* _TEXT PROVIDED_:
-=-=-

- George Robert Shepherd, 1st Baron Shepherd and his wife, Ada

Chief Whip of the House of Lords Captain of the Honourable Corps of Gentlemen-at-Arms
- In office 18 October 1949 – 5 November 1951
- Prime Minister: Clement Attlee
- Preceded by: The Lord Ammon
- Succeeded by: The Earl Fortescue

Deputy Chief Whip of the House of Lords Captain of the Yeomen of the Guard
- In office 6 July 1949 – 18 October 1949
- Prime Minister: Clement Attlee
- Preceded by: The Lord Walkden
- Succeeded by: The Lord Lucas of Chilworth

Lord-in-waiting Government Whip
- In office 14 October 1948 – 6 July 1949
- Prime Minister: Clement Attlee
- Preceded by: The Lord Lucas of Chilworth
- Succeeded by: The Lord Kershaw

Member of the House of Lords Lord Temporal
- In office 28 June 1946 – 4 December 1954 Hereditary Peerage
- Preceded by: Peerage created
- Succeeded by: The 2nd Lord Shepherd

Personal details
- Born: George Robert Shepherd 19 August 1881
- Died: 4 December 1954 (aged 73)
- Party: Labour
- Spouse: Ada Newton (m. 1915)
- Children: 2

= George Shepherd, 1st Baron Shepherd =

British politician

George Robert Shepherd, 1st Baron Shepherd PC (19 August 1881 – 4 December 1954), was a British Labour politician.

==Early life==
Shepherd was the son of George Robert Shepherd, a tailor of Spalding, Lincolnshire. Shepherd began working as an assistant to a cobbler in Bradford, joining a union and, in 1903, also joining the Independent Labour Party (ILP). From 1908, he spent a year working as the full-time ILP organiser for the Midlands, and was then appointed as an agent for the Labour Party in Dundee, where he was election agent for Alexander Wilkie. In 1913, he moved to Blackburn, to serve as agent for Philip Snowden.

He did not serve in the First World War, being a conscientious objector.

==Career==
In 1920, Shepherd became Labour Party District Organiser for the London and Southern area. He served as Assistant National Agent for from 1924 to 1929 and National Agent from 1929 to 1946. This meant he was in charge of the Labour Party agents nationwide at the landslide election victory which brought Clement Attlee to No. 10. When Sir Winston Churchill requested that Clement Attlee and the Labour Party enter into a wartime coalition, he negotiated the terms of the coalition agreement with George Shepherd.

-=-=-

* _MATERIAL_:
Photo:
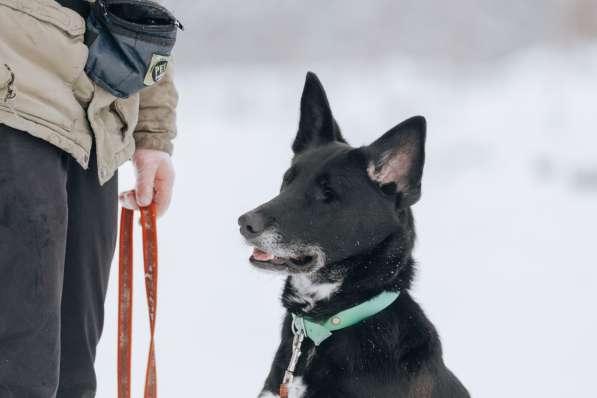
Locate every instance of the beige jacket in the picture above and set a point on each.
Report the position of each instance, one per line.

-=-=-

* _GIVEN TASK 1_: In the George Shepherd biography, swap "Bradford" for "Leeds" and give the passage again from "- Party: Labour" up to and including "for Philip Snowden.".
* _GIVEN TASK 2_: Rewrite the paragraph of the George Shepherd biography that begins "Shepherd was the son of" as a bulleted list, keeping its main facts.
The lines have no connection to the George Shepherd biography.

* _TASK ANSWER 1_:
- Party: Labour
- Spouse: Ada Newton (m. 1915)
- Children: 2

= George Shepherd, 1st Baron Shepherd =

British politician

George Robert Shepherd, 1st Baron Shepherd PC (19 August 1881 – 4 December 1954), was a British Labour politician.

==Early life==
Shepherd was the son of George Robert Shepherd, a tailor of Spalding, Lincolnshire. Shepherd began working as an assistant to a cobbler in Leeds, joining a union and, in 1903, also joining the Independent Labour Party (ILP). From 1908, he spent a year working as the full-time ILP organiser for the Midlands, and was then appointed as an agent for the Labour Party in Dundee, where he was election agent for Alexander Wilkie. In 1913, he moved to Blackburn, to serve as agent for Philip Snowden.

* _TASK ANSWER 2_:
- Son of George Robert Shepherd, a tailor of Spalding, Lincolnshire
- Worked as a cobbler's assistant in Bradford and joined a union
- Joined the Independent Labour Party (ILP) in 1903
- From 1908, spent a year as the full-time ILP organizer for the Midlands
- Then became a Labour Party agent in Dundee, serving as election agent for Alexander Wilkie
- Moved to Blackburn in 1913 to serve as agent for Philip Snowden